## [Teks halaman]
Kamis, 12 Oktober 2017

Manusia Penghuni Lereng Ebulobo-Nagekeo




EBUGOGO : manusia purba penghuni lereng Ebulobo
Walaupun banyak yang tidak percaya, tapi keberadaan Homo floresiensis di suatu tempat tertentu di Flores merupakan sesuatu yang mungkin. Dengan adanya mereka di pulau Flores kira-kira sekitar 800 ribu tahun yang lalu dan bahkan untuk terakhir kali mereka diyakini masih bisa ditemukan pada 13 ribu tahun yang lalu, pada dasarnya tidak ada alasan bagi jenis hominid ini untuk tidak dapat bertahan sedikit lebih lama” Profesor Gregory Forth yang melakukan penelitian etnografi di Flores selama hampir seperempat abad
“Cerita tentang Ebu Gogo itu sudah lama menjadi legenda rakyat sini. Menurut cerita orang tua kami Ebu Gogo itu mahluk yang tinggal di lereng gunung Ebulobo. Ebu Gogo adalah sekelompok binatang liar yang serupa dengan manusia. Mereka tidak begitu tinggi posturnya tapi memiliki badan yang lebar – lebarnya sekitar satu meter atau lebih dan mereka tinggal disini sebelum manusia dari barat yang menamakan dirinya “Orang Rua” pindah ke bagian pulau Flores ini. Ebu Gogo tidak tinggal di desa, mereka tinggal di hutan, tapi sering mendatangi desa untuk mencuri makanan dan sejumlah barang lainnya. Makanan langsung mereka habiskan di tempat – semuanya. Tingkah laku mereka tidak seperti manusia. Disini kami mempunyai “kula” yang merupakan tempat makan nasii, dan kami memakan nasi dari kula tersebut, mereka mencuri nasi dari tempat itu, sehingga terkadang penduduk setempat mengejar binatang-binatang yang mencuri itu dengan cara: binatang yang memanjat masuk ke mereka tutup dari luar lalu mereka timpa dengan ijuk [digunakan untuk atap rumah] untuk selanjutnya di bakar. Tapi saya tidak tahu, Ebu Gogo itu memang benar dibakar atau melarikan diri, tapi pada akhirnya mereka pindah dari gua tempat mereka tinggal ke daerah dekat Bajawa. Kejadian dalam cerita diatas terjadi sudah lama sekali sekitar ratusan tahun yang lalu... 
Di salah satu desa yang ada disekitar situ, desa Rua, yang terletak di lereng gunung yang lebih tinggi, terdapat tarian Ebu Gogo yang mengisahkan tentang keberadaan dan perilakunya, hingga dia menghilang. Begitulah secara ringkas cerita mengenai Ebu Gogo. Mereka menghilang karena kelakuan mereka sendiri karena mereka suka mencuri dari ladang dan rumah orang. Walaupun mereka serupa dengan manusia dan dapat berjalan tegak lurus tapi bertingkah laku seperti kera”.

## [Tujuan]
Lanjutkan teks tentang legenda Ebu Gogo di atas, mulai dari setelah kalimat terakhirnya.

(Daftar data)
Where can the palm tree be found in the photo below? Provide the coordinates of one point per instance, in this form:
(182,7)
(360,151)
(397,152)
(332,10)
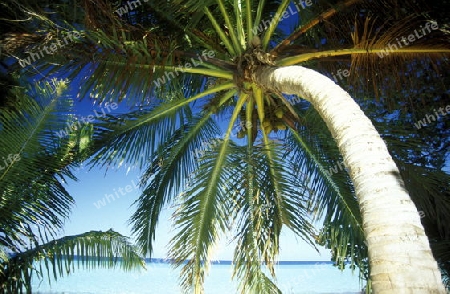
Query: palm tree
(33,200)
(228,60)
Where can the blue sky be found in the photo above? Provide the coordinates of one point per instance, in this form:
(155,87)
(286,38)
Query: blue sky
(93,211)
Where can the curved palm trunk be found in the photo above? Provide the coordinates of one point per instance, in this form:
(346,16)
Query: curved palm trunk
(400,257)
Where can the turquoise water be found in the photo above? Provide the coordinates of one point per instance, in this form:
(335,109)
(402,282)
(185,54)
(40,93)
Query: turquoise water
(313,277)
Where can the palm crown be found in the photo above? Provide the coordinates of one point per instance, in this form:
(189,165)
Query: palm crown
(184,66)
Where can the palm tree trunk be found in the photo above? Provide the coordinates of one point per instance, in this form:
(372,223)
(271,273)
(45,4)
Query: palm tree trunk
(400,256)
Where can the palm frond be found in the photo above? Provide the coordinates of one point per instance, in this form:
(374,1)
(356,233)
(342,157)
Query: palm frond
(168,175)
(30,187)
(58,257)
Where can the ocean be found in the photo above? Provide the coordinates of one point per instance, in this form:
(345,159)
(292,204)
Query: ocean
(292,277)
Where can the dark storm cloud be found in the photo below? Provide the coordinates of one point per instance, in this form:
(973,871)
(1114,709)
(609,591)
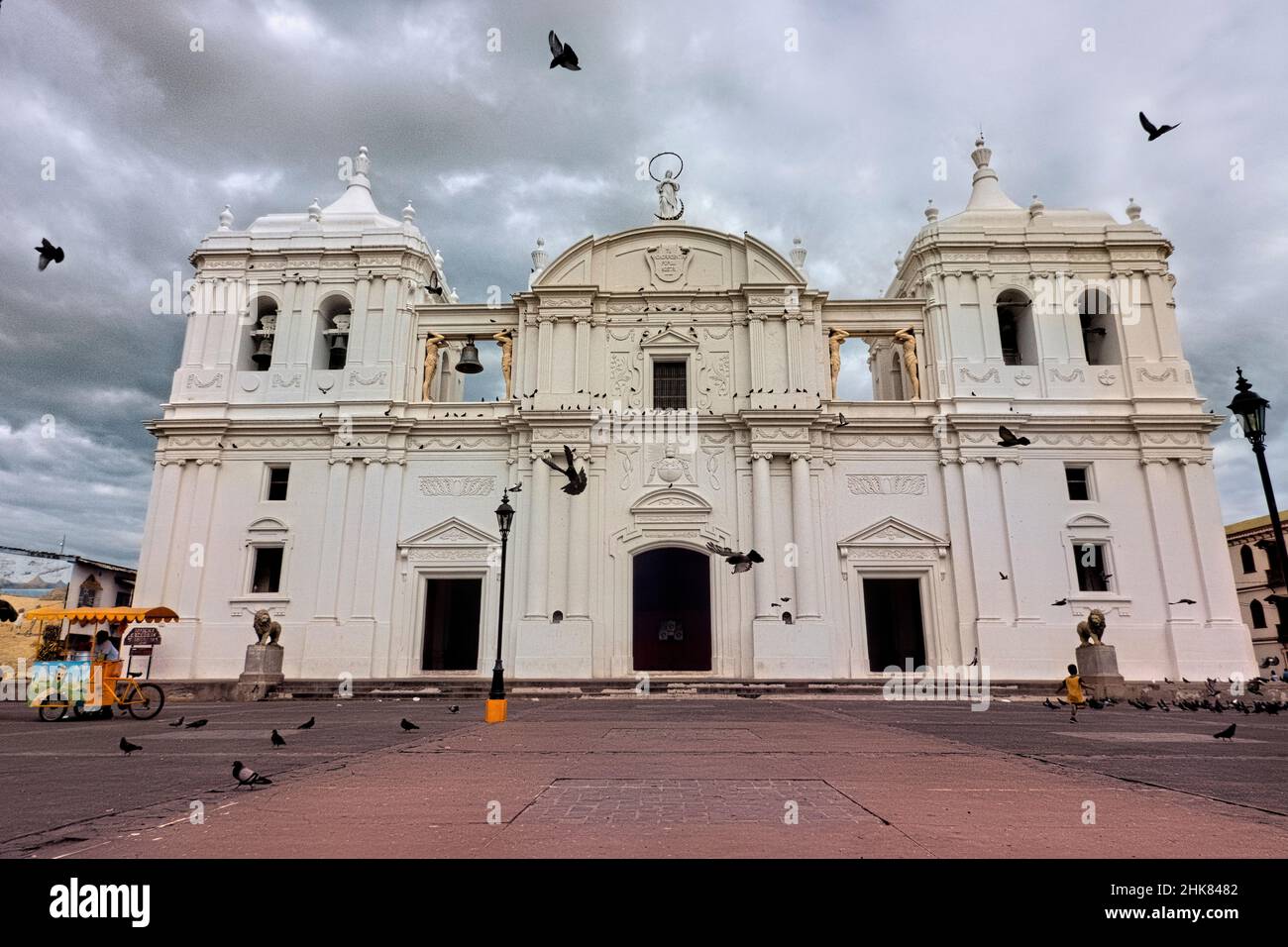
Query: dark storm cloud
(833,144)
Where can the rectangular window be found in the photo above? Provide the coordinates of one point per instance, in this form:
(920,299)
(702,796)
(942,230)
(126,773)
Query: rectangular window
(1077,476)
(670,385)
(277,480)
(1094,574)
(268,570)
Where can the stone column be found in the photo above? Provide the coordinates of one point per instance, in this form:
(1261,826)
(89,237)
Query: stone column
(539,547)
(579,552)
(763,532)
(581,368)
(803,530)
(756,355)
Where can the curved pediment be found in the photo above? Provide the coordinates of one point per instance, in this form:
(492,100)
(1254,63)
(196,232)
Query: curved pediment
(662,258)
(671,500)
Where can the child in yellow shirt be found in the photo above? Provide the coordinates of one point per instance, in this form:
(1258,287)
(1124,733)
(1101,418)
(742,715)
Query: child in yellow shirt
(1073,690)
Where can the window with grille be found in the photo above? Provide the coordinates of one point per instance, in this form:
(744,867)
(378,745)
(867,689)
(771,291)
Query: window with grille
(670,385)
(1093,570)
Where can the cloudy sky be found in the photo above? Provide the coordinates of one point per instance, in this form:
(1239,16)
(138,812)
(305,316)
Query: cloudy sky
(835,141)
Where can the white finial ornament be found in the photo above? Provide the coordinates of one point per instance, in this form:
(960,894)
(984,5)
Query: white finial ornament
(799,253)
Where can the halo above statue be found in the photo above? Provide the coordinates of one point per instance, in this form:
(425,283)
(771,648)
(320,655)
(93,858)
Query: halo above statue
(669,204)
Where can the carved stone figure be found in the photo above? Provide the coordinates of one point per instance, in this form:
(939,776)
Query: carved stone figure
(433,343)
(835,337)
(910,359)
(669,206)
(505,339)
(266,629)
(1093,630)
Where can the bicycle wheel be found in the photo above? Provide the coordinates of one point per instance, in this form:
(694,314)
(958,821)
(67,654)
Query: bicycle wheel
(51,710)
(147,701)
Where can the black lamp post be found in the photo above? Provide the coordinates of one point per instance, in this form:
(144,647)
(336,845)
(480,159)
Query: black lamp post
(503,518)
(1250,408)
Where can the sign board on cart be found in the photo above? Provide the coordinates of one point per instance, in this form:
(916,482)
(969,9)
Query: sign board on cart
(142,635)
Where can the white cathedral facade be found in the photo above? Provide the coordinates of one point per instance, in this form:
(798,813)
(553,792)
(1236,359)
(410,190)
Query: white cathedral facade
(317,458)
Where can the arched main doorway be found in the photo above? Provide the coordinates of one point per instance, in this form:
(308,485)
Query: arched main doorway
(671,622)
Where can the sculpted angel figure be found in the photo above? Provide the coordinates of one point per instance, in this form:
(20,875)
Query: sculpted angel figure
(835,337)
(668,197)
(505,339)
(910,359)
(433,343)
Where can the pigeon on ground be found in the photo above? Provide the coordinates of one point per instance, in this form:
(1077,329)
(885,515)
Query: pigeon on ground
(245,776)
(576,478)
(1154,132)
(741,562)
(1009,438)
(562,53)
(50,253)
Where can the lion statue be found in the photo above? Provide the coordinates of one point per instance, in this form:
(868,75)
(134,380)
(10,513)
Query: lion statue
(1093,630)
(266,629)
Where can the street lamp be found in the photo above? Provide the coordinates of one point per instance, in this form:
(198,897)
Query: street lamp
(494,711)
(1250,410)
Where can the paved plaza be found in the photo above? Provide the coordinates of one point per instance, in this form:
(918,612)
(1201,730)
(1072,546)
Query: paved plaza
(648,777)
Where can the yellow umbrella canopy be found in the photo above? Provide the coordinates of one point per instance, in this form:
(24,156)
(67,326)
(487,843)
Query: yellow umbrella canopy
(97,616)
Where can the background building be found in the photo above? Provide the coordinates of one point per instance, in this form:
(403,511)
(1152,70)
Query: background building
(31,579)
(316,458)
(1250,545)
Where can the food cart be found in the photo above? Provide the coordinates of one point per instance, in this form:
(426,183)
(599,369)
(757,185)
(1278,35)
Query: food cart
(76,682)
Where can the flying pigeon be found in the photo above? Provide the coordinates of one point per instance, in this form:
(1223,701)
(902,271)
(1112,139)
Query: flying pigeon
(245,776)
(576,478)
(1009,440)
(563,54)
(50,253)
(741,562)
(1155,132)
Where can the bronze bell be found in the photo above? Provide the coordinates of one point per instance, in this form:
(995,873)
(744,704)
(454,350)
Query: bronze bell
(263,354)
(469,364)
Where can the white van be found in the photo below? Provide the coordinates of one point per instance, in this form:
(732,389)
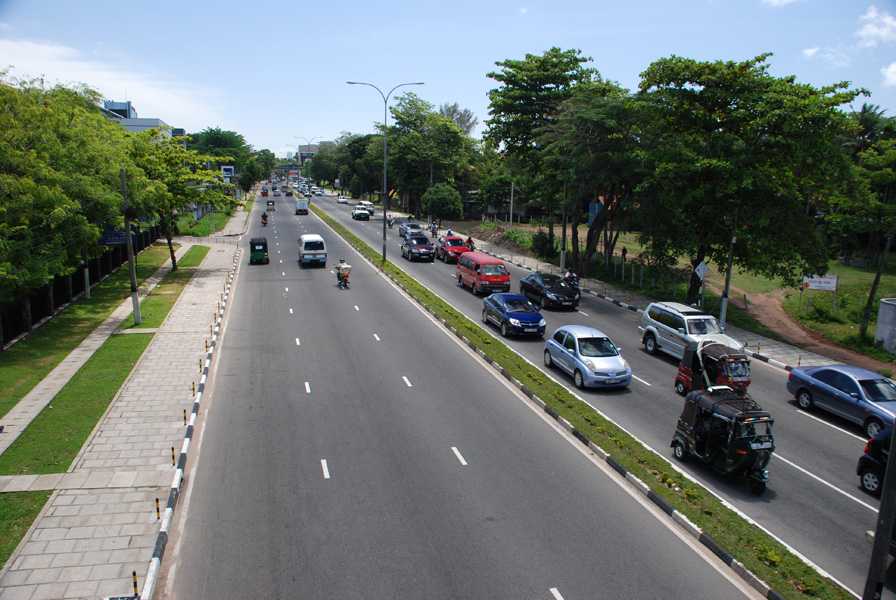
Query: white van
(312,250)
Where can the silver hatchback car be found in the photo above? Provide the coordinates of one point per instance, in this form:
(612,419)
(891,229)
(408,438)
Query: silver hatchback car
(669,327)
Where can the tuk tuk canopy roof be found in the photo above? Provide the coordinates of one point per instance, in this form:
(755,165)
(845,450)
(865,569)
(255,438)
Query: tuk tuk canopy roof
(726,404)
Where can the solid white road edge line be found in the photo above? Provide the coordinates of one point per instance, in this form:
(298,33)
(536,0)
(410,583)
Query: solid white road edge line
(459,456)
(726,572)
(705,485)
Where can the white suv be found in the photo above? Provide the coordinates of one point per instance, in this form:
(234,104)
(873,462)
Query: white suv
(670,327)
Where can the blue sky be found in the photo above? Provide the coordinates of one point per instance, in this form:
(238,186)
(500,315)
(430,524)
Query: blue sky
(274,70)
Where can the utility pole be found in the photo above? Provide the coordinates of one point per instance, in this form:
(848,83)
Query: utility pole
(132,265)
(874,585)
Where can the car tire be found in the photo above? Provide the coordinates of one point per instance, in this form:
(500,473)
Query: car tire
(804,399)
(872,427)
(870,481)
(650,344)
(679,451)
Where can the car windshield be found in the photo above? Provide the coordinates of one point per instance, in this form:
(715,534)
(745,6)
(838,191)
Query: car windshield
(519,305)
(597,347)
(879,390)
(703,325)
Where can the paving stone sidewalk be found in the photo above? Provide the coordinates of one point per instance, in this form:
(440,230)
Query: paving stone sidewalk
(90,537)
(20,416)
(778,351)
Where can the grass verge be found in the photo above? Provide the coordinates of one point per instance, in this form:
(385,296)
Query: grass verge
(759,552)
(31,359)
(17,511)
(155,307)
(50,443)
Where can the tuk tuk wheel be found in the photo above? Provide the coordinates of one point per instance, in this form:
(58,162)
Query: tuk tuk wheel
(678,451)
(757,487)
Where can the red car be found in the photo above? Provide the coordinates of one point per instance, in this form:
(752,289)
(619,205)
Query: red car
(450,247)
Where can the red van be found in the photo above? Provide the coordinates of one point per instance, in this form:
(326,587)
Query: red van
(482,273)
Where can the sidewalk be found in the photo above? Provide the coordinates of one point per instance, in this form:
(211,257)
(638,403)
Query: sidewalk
(100,524)
(762,348)
(20,416)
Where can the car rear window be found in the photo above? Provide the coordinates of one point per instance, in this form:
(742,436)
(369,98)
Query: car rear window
(879,390)
(597,347)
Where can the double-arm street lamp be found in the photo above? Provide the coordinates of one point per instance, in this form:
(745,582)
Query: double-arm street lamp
(385,98)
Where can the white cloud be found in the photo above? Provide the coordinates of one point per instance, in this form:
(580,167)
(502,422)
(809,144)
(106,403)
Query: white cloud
(876,27)
(177,103)
(889,73)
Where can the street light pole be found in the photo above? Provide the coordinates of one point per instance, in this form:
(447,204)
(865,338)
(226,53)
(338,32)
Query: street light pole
(385,98)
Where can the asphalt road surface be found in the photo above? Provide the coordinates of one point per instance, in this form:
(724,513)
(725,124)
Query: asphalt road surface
(812,502)
(353,449)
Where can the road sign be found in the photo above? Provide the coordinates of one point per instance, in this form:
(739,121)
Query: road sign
(701,269)
(827,283)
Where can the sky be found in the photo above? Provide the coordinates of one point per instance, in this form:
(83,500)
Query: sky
(275,70)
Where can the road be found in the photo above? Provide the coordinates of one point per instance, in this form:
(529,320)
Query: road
(354,449)
(812,503)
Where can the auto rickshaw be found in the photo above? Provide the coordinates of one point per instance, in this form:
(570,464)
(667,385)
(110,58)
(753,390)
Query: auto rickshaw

## [Jawaban benar]
Cerita tentang Ebu Gogo versi Prof. Forth
“Ketika mengunjungi Flores sebelum publikasi kami di majalah Nature, Bert Roberts dan Gerth van den Berg mengumpulkan cerita masyarakat Nagakeo tentang manusia kecil seperti yang disebutkan Gregory Forth dalam bukunya Beneath the Volcano yang diterbitkan tahun 1998. Cerita yang menakjubkan ini menyebar dalam masyarakat yang tinggal di Flores tengah. Cerita ini mengisahkan tentang manusia kerdil yang tingginya hanya satu meter, berambut panjang, perut buncit, telinga yang hanya menonjol sedikit, cara berjalan yang kaku, ukuran lengan dan jari jemari yang tidak proporsional; dan payudara kaum wanitanya yang terjuntai sehingga bisa dengan mudah diselempangkan ke bahu. Selain payudara – sulit untuk bisa memastikan bentuk postur tubuhnya yang memang berbeda – pendiskripsian lainnya menunjukkan mereka sangat serupa dengan “hobbit”.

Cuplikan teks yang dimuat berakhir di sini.